STATED GOAL - Print out, word for word, everything in the material below from the line containing "Place a pin on every instance of the sofa cushion" down to the end of the material.

________________________

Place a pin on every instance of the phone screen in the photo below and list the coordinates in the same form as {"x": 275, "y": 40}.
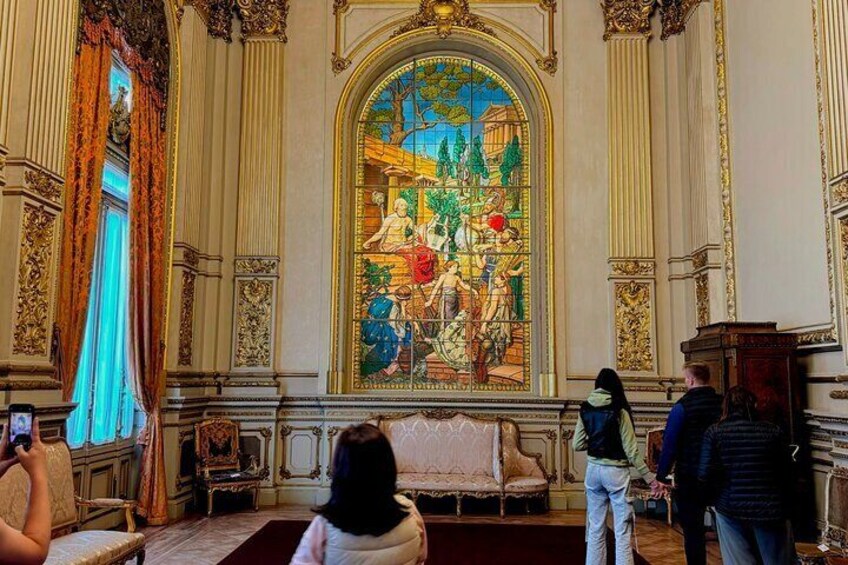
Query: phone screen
{"x": 20, "y": 427}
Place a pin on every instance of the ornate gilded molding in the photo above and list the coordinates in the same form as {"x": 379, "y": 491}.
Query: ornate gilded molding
{"x": 444, "y": 15}
{"x": 632, "y": 268}
{"x": 263, "y": 18}
{"x": 627, "y": 16}
{"x": 254, "y": 310}
{"x": 315, "y": 472}
{"x": 143, "y": 29}
{"x": 186, "y": 336}
{"x": 633, "y": 340}
{"x": 702, "y": 299}
{"x": 31, "y": 335}
{"x": 839, "y": 191}
{"x": 550, "y": 62}
{"x": 699, "y": 259}
{"x": 44, "y": 185}
{"x": 674, "y": 14}
{"x": 217, "y": 15}
{"x": 256, "y": 266}
{"x": 830, "y": 334}
{"x": 728, "y": 245}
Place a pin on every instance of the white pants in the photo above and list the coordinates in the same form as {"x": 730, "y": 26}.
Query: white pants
{"x": 604, "y": 485}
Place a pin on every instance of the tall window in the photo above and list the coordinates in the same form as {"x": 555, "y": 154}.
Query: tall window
{"x": 442, "y": 243}
{"x": 105, "y": 405}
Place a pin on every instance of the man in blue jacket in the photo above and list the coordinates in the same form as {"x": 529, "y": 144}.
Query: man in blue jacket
{"x": 688, "y": 420}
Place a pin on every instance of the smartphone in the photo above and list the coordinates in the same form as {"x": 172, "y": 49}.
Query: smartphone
{"x": 20, "y": 426}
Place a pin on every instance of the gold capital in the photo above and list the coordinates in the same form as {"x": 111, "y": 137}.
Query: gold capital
{"x": 627, "y": 16}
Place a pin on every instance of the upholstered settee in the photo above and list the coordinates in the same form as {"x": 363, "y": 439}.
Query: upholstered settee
{"x": 453, "y": 454}
{"x": 70, "y": 546}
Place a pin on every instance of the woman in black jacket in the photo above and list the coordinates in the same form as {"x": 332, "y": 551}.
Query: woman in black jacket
{"x": 745, "y": 463}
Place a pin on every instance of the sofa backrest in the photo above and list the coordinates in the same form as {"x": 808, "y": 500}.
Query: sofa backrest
{"x": 459, "y": 445}
{"x": 14, "y": 489}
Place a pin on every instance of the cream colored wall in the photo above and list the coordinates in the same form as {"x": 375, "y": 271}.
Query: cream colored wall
{"x": 777, "y": 176}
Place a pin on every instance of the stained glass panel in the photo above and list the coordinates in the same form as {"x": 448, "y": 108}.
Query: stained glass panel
{"x": 442, "y": 232}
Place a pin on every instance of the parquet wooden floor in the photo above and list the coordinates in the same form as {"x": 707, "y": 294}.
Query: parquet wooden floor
{"x": 198, "y": 540}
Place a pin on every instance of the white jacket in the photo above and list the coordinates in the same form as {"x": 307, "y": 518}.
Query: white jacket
{"x": 405, "y": 544}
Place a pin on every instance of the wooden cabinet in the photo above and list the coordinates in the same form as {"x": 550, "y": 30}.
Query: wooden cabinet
{"x": 758, "y": 357}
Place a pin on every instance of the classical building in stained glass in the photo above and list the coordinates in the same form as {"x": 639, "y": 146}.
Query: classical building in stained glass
{"x": 442, "y": 244}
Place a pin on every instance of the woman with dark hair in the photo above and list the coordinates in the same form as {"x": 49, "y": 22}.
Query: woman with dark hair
{"x": 365, "y": 521}
{"x": 605, "y": 430}
{"x": 746, "y": 463}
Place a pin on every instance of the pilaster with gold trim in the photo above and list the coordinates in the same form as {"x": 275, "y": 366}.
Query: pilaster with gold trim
{"x": 631, "y": 236}
{"x": 37, "y": 41}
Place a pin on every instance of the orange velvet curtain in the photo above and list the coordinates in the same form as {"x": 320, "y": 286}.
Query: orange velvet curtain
{"x": 83, "y": 177}
{"x": 147, "y": 292}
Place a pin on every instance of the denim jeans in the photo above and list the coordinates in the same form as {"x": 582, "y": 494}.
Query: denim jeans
{"x": 752, "y": 543}
{"x": 607, "y": 485}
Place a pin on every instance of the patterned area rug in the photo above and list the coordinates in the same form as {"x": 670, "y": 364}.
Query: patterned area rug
{"x": 449, "y": 544}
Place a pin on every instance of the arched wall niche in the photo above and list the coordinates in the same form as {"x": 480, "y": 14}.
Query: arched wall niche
{"x": 519, "y": 74}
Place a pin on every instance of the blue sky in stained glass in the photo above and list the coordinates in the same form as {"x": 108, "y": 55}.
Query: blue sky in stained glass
{"x": 475, "y": 99}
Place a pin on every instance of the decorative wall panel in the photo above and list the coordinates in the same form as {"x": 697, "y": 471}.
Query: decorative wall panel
{"x": 634, "y": 350}
{"x": 442, "y": 232}
{"x": 35, "y": 267}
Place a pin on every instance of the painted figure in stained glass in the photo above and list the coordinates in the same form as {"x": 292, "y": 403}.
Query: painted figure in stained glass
{"x": 440, "y": 295}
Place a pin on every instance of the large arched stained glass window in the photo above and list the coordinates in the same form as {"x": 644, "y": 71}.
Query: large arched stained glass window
{"x": 442, "y": 242}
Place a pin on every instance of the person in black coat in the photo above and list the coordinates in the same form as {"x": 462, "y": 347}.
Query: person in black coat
{"x": 745, "y": 465}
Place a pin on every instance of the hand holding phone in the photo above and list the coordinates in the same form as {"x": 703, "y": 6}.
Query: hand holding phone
{"x": 20, "y": 426}
{"x": 7, "y": 459}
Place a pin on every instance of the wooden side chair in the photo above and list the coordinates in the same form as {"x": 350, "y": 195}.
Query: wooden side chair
{"x": 218, "y": 462}
{"x": 638, "y": 488}
{"x": 835, "y": 532}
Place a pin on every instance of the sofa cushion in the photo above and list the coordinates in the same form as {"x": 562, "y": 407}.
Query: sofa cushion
{"x": 444, "y": 482}
{"x": 525, "y": 484}
{"x": 92, "y": 547}
{"x": 459, "y": 445}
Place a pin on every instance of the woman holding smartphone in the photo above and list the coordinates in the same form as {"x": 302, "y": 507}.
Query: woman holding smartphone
{"x": 365, "y": 521}
{"x": 29, "y": 546}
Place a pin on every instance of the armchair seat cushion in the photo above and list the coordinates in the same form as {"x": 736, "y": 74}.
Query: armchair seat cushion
{"x": 231, "y": 477}
{"x": 93, "y": 547}
{"x": 442, "y": 482}
{"x": 525, "y": 485}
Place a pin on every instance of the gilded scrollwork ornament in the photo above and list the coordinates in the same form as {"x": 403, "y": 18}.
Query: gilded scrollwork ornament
{"x": 263, "y": 18}
{"x": 186, "y": 336}
{"x": 31, "y": 333}
{"x": 633, "y": 326}
{"x": 253, "y": 322}
{"x": 119, "y": 118}
{"x": 444, "y": 15}
{"x": 627, "y": 16}
{"x": 44, "y": 185}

________________________

CORRECT RESULT -
Place a pin on every instance of the sofa cushion in the photo above and list the coordinates in the same form as {"x": 562, "y": 407}.
Query: sofa cushion
{"x": 444, "y": 482}
{"x": 525, "y": 484}
{"x": 92, "y": 547}
{"x": 459, "y": 445}
Place a pin on every instance of the woman holding smartphone in the photo above and list the coordinates in the same form as {"x": 302, "y": 507}.
Query: woman holding smartphone
{"x": 365, "y": 521}
{"x": 29, "y": 546}
Place a pin on every instance of the armchair seat cushion in the photo above and list the coordinates in the same form as {"x": 736, "y": 74}.
Query: armchair seat cushion
{"x": 231, "y": 477}
{"x": 93, "y": 547}
{"x": 442, "y": 482}
{"x": 525, "y": 485}
Place a pin on every instance of the gilded scrollwork ornament in the photo above and list the coordinates in the same form as {"x": 403, "y": 18}.
Query: gilded scrollwork ornament
{"x": 263, "y": 18}
{"x": 186, "y": 336}
{"x": 31, "y": 333}
{"x": 633, "y": 326}
{"x": 253, "y": 322}
{"x": 119, "y": 118}
{"x": 444, "y": 15}
{"x": 627, "y": 16}
{"x": 44, "y": 185}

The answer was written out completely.